::: STORED ROWS :::
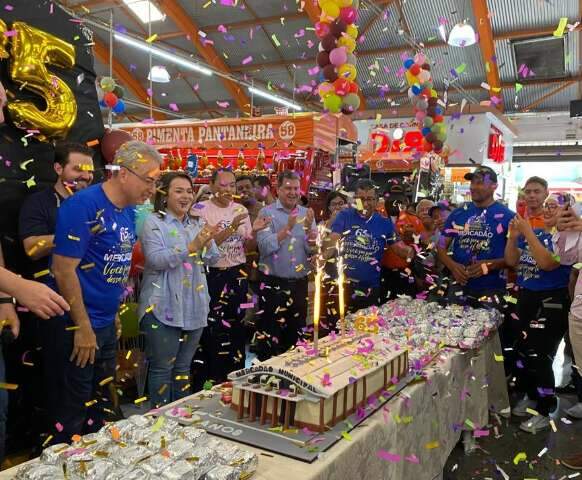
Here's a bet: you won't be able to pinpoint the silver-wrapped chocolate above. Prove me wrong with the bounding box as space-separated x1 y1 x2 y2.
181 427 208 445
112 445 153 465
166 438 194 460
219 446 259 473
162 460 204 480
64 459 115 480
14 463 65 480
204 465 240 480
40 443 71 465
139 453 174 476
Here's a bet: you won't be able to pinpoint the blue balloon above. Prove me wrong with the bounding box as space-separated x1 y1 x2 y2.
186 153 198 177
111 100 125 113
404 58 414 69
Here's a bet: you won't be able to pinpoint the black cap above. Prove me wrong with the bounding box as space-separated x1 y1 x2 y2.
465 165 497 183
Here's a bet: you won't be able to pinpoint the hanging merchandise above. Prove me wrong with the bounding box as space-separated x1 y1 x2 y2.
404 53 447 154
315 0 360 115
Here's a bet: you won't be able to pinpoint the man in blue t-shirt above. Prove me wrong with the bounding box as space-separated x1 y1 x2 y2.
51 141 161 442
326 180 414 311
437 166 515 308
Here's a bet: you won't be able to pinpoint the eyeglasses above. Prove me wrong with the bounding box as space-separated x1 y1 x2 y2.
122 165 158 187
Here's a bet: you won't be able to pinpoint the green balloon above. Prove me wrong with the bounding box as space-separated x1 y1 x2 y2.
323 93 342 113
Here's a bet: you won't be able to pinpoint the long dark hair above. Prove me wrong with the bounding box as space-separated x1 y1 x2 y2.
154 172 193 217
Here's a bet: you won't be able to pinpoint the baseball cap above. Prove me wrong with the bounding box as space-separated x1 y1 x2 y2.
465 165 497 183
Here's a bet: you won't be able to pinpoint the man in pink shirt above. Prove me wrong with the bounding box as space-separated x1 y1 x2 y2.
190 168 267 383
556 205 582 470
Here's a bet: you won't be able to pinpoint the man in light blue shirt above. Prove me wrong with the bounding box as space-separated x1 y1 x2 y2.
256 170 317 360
:::
::: STORED ROWS :::
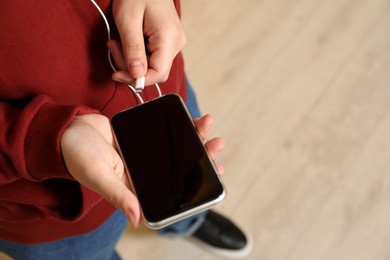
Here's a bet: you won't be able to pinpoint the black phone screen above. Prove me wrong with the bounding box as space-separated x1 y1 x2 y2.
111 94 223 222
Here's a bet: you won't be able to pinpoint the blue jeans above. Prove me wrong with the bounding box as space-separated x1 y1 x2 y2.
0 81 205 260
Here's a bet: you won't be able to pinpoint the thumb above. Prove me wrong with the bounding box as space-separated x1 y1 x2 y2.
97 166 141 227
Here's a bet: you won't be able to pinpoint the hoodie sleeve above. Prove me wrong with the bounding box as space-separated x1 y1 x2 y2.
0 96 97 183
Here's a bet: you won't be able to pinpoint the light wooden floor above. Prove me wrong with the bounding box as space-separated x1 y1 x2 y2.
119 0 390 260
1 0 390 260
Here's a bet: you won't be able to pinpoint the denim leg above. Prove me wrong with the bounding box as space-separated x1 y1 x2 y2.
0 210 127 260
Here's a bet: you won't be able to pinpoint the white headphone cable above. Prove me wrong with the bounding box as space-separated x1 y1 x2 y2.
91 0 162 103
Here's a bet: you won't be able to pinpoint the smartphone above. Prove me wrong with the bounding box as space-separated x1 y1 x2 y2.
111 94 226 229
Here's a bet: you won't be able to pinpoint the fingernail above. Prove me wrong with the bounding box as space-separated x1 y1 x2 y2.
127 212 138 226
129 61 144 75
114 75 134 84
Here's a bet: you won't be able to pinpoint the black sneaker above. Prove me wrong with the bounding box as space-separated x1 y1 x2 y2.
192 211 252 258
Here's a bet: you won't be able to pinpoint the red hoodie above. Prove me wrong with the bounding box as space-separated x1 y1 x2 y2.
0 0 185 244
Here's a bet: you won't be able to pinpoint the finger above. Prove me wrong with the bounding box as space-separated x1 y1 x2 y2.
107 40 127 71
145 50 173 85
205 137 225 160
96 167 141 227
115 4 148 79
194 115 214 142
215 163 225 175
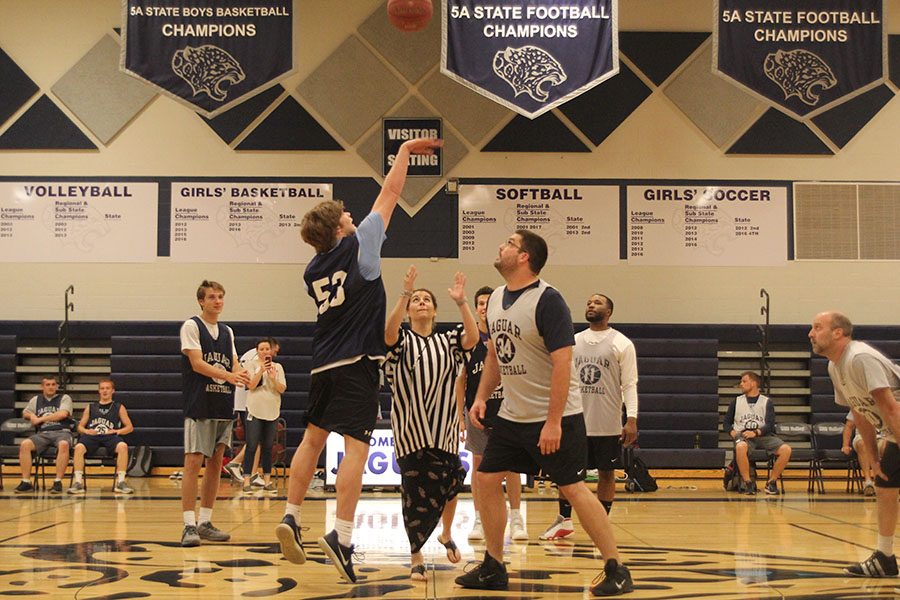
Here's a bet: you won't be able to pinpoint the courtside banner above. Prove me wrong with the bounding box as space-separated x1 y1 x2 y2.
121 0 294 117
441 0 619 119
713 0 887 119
:::
AIM:
Copy each line above that contains the word "balloon". Case matters.

EXPECTED ANSWER:
Here's a bet: you won't be able to pinpoint the blue balloon above. Prove me wrong with the bounding box as space-separated x1 y1 x2 y2.
Here's a bet: you won't be able to pinpoint the green balloon above. Prove me wrong with the bounding box as space-separated x1 y1 x2 y2.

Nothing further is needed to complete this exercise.